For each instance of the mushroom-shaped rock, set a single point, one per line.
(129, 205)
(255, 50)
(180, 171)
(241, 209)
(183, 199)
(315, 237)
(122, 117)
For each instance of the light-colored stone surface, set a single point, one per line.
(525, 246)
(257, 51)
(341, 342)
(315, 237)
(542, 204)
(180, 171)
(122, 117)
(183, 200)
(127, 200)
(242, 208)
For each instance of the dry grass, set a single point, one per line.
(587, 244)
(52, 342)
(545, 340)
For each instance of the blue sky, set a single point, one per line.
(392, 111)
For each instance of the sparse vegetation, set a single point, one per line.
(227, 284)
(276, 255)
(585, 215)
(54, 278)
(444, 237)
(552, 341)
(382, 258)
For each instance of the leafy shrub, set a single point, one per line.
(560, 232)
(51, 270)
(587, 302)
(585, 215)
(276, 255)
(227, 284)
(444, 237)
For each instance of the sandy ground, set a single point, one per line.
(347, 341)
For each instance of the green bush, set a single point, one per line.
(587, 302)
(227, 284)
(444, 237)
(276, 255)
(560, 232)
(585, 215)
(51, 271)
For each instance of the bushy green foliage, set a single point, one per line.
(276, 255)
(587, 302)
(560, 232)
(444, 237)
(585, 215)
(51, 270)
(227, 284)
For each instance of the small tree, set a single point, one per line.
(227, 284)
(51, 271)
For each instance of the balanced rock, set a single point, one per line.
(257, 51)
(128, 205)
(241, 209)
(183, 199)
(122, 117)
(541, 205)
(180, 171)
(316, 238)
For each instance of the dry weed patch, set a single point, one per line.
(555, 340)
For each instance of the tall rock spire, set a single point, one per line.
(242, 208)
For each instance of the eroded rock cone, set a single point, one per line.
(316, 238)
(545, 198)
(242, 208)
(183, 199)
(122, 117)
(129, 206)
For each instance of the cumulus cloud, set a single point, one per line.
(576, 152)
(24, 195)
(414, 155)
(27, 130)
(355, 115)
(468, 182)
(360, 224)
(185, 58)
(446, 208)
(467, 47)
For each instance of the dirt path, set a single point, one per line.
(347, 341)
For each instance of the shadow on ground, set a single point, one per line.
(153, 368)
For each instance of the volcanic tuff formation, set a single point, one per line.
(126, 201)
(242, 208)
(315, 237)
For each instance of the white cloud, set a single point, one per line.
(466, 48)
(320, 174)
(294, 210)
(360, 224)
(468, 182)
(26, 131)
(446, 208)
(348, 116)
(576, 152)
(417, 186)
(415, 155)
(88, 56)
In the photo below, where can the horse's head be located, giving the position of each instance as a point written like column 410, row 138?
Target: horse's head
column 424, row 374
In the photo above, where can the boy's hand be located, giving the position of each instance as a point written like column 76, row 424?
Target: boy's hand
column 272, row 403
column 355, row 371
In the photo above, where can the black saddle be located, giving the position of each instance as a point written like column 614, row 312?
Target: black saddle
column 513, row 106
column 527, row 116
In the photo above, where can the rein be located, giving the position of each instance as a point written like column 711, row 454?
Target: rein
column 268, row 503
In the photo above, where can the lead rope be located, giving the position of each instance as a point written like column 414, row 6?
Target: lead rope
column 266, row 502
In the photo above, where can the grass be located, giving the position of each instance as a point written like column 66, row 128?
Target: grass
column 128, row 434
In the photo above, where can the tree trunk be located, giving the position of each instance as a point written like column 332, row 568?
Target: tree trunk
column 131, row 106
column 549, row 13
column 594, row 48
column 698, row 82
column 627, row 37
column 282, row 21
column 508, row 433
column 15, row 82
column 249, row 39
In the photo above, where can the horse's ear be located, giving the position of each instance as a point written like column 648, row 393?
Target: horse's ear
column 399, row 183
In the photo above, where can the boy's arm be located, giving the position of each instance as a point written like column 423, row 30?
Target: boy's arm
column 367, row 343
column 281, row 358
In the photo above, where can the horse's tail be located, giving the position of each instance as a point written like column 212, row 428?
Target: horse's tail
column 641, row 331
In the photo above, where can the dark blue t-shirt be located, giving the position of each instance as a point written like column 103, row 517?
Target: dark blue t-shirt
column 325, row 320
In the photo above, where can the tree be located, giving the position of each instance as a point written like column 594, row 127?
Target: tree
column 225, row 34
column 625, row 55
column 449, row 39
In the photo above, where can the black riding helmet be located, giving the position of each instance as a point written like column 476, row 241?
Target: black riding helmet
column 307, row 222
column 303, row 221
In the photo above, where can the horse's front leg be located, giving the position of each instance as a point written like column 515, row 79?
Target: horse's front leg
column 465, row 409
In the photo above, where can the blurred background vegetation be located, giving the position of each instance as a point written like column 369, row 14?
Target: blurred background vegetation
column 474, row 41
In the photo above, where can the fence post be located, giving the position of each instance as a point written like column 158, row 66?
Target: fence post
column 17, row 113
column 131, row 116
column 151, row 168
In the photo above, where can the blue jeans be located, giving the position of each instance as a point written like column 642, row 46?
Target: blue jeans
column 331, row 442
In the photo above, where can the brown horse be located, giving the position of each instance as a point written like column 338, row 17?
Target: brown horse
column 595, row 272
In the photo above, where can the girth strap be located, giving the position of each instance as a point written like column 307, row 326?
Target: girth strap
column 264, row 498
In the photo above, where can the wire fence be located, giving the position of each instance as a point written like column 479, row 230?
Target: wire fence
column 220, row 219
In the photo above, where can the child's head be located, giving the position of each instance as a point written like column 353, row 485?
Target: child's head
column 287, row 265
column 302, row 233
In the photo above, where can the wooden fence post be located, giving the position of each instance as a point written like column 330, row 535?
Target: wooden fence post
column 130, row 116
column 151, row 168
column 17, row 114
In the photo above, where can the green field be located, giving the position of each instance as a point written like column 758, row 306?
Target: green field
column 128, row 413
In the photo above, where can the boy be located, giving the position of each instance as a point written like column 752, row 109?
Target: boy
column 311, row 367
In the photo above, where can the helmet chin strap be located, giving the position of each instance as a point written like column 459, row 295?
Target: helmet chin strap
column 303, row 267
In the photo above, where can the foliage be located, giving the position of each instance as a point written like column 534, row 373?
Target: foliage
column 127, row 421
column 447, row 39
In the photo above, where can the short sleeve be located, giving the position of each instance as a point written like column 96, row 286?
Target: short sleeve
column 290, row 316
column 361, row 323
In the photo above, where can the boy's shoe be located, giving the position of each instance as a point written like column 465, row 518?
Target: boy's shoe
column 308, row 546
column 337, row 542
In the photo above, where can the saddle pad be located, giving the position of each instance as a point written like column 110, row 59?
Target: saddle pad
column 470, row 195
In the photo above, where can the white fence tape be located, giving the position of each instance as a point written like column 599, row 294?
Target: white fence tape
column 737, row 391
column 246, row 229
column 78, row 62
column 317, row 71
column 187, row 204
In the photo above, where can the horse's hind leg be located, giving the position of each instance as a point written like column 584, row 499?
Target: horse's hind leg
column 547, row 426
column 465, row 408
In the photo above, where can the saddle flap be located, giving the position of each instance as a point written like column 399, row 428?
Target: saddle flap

What to do: Write out the whole listing above, keeping each line exactly as it is.

Written solution:
For each instance of the mushroom-shaped rock, set a single point, one per line.
(129, 205)
(255, 50)
(180, 171)
(241, 209)
(183, 199)
(315, 237)
(122, 117)
For each instance of the light-colored stone surface, set a single point, one per line.
(525, 246)
(257, 51)
(341, 342)
(315, 237)
(542, 204)
(180, 171)
(122, 117)
(183, 200)
(127, 200)
(242, 208)
For each instance of the dry grass, set a single point, one per line.
(587, 244)
(52, 342)
(545, 340)
For each instance of the blue sky, set a single point, one per line.
(392, 111)
For each instance of the sparse vegetation, set a single point, one per line.
(227, 284)
(276, 255)
(585, 215)
(54, 278)
(444, 237)
(552, 341)
(382, 258)
For each instance of the leafy shrub, set a single point, one per line.
(560, 232)
(51, 270)
(587, 302)
(585, 215)
(276, 255)
(227, 284)
(444, 237)
For each instance of the sandy ground, set a single point, one per line.
(347, 341)
For each instance of the green bush, set a single point, one per line.
(587, 302)
(227, 284)
(444, 237)
(276, 255)
(560, 232)
(585, 215)
(51, 271)
For each instance of the bushy green foliage, set a single point, one per line.
(276, 255)
(587, 302)
(560, 232)
(444, 237)
(585, 215)
(51, 270)
(227, 284)
For each instance of the small tree, set a single point, one per line.
(227, 284)
(51, 271)
For each instance of the balanced rock, set a single point, one per line.
(257, 51)
(128, 205)
(241, 209)
(183, 199)
(122, 117)
(541, 205)
(180, 171)
(316, 238)
For each instance of the dry weed patch, set a single point, one per line.
(555, 340)
For each instance of the tall rock spire, set a single point, one per line.
(242, 208)
For each instance of the eroded rock cone, set a single point, one per line.
(316, 238)
(545, 198)
(242, 208)
(183, 199)
(122, 117)
(129, 206)
For each instance of the cumulus cloud, set a single point, one per line.
(576, 152)
(24, 195)
(414, 155)
(27, 130)
(355, 115)
(468, 182)
(360, 224)
(185, 58)
(446, 208)
(467, 47)
For each instance of the dirt path, set a single point, one per line.
(347, 341)
For each instance of the shadow on ground, set a single point, one per line.
(153, 368)
For each instance of the volcanic tuff formation, set a single point, one per line.
(126, 201)
(242, 208)
(315, 237)
For each instance of the white cloud, set a single point, one per line.
(466, 48)
(320, 174)
(294, 210)
(360, 224)
(468, 182)
(26, 131)
(446, 208)
(348, 116)
(576, 152)
(417, 186)
(415, 155)
(88, 56)
In the photo below, where can the horse's head be located, giving the position of each instance as a point written like column 410, row 138?
Target: horse's head
column 424, row 374
In the photo above, where can the boy's hand be located, giving the position of each instance as a point written like column 76, row 424?
Target: boy's hand
column 272, row 403
column 355, row 371
In the photo above, where can the black saddle be located, giving the position of each instance as a point written like column 614, row 312?
Target: black saddle
column 513, row 106
column 527, row 116
In the photo above, where can the rein be located, giving the position of each instance as a point written like column 711, row 454?
Target: rein
column 268, row 503
In the photo above, where can the lead rope be located, giving the position of each instance as a point written like column 414, row 6?
Target: lead rope
column 266, row 502
In the photo above, where can the grass be located, giving the position of each instance as a point written like column 66, row 128?
Target: grass
column 128, row 434
In the photo above, where can the tree trunk be located, giving the position of each instance as a point written like column 332, row 568?
Target: tree trunk
column 131, row 106
column 549, row 13
column 594, row 48
column 698, row 82
column 627, row 37
column 282, row 21
column 508, row 433
column 15, row 82
column 249, row 39
In the photo above, where can the horse's ear be located, giving the position of each instance as a point written like column 648, row 393?
Target: horse's ear
column 399, row 183
In the photo above, where can the boy's arm be located, giving the position of each instance as a point written like column 423, row 30?
Target: boy's arm
column 367, row 343
column 281, row 358
In the photo above, where can the horse's tail be located, giving the position of each instance as a point written like column 212, row 428?
Target: horse's tail
column 641, row 331
In the photo above, where can the dark blue t-shirt be located, giving the position of each instance as a point written like column 103, row 517?
Target: dark blue t-shirt
column 325, row 320
In the photo above, where can the tree be located, giving the position of each instance as a point written like column 594, row 127?
Target: tree
column 225, row 34
column 625, row 55
column 449, row 39
In the photo above, where can the black riding helmet be located, giving the position of each instance as a point written like column 476, row 241?
Target: black riding helmet
column 307, row 222
column 303, row 221
In the photo above, where can the horse's front leg be located, giving the position of each instance as a point written like column 515, row 79?
Target: horse's front leg
column 465, row 409
In the photo above, where can the blurred background vegetation be located, giving the position of each instance as a point written like column 369, row 14?
Target: blurred background vegetation
column 474, row 41
In the photo above, where can the fence post be located, giving the position of each instance as a point written like column 158, row 66?
Target: fence post
column 17, row 113
column 131, row 116
column 151, row 168
In the photo above, where can the blue jeans be located, giving the position of each instance as a point written like column 642, row 46?
Target: blue jeans
column 331, row 442
In the photo above, where can the brown horse be located, giving the position of each instance as a point written like column 338, row 17?
Target: brown horse
column 595, row 272
In the photo above, where can the girth strap be located, giving the position of each instance as a point written like column 307, row 326?
Target: girth strap
column 264, row 498
In the photo above, where can the wire fence be located, giving the position of each instance as a point written like column 479, row 230?
Target: wire fence
column 220, row 219
In the photo above, where can the child's head be located, giving the position of each instance as a point written like column 353, row 485?
Target: child's head
column 287, row 265
column 302, row 233
In the photo above, where can the wooden fence post be located, giving the position of each instance as a point written like column 330, row 535?
Target: wooden fence post
column 130, row 116
column 151, row 168
column 17, row 114
In the photo above, where can the green field be located, giving the position of each instance as a point written like column 758, row 306?
Target: green field
column 128, row 413
In the photo above, where can the boy be located, giving the position of each instance as a point written like column 752, row 109?
Target: boy
column 311, row 367
In the photo above, where can the helmet chin strap be located, giving the position of each instance as a point written like column 459, row 295?
Target: helmet chin strap
column 303, row 267
In the photo above, where can the foliage be located, giving the position of each instance as a point written like column 534, row 373?
Target: foliage
column 127, row 421
column 447, row 39
In the photo above, where can the short sleeve be located, giving the position of each instance as a point written like column 96, row 286?
Target: short sleeve
column 290, row 316
column 361, row 323
In the photo above, where can the boy's shoe be located, giving the position of each instance as a point written like column 465, row 518?
Target: boy's shoe
column 308, row 546
column 337, row 542
In the photo above, where can the saddle pad be located, giving the position of each instance as a point written like column 110, row 59?
Target: saddle pad
column 470, row 195
In the photo above, where can the white fence tape be located, giving the position of each instance as a point written like column 599, row 294?
Target: white fence tape
column 737, row 391
column 246, row 229
column 78, row 62
column 317, row 71
column 187, row 204
In the photo above, where can the horse's hind leg be located, giving the position of each instance as a point written like column 584, row 499?
Target: horse's hind leg
column 547, row 426
column 465, row 408
In the photo above, where can the saddle flap be located, giving the position of each instance as a point written like column 399, row 428?
Target: saddle flap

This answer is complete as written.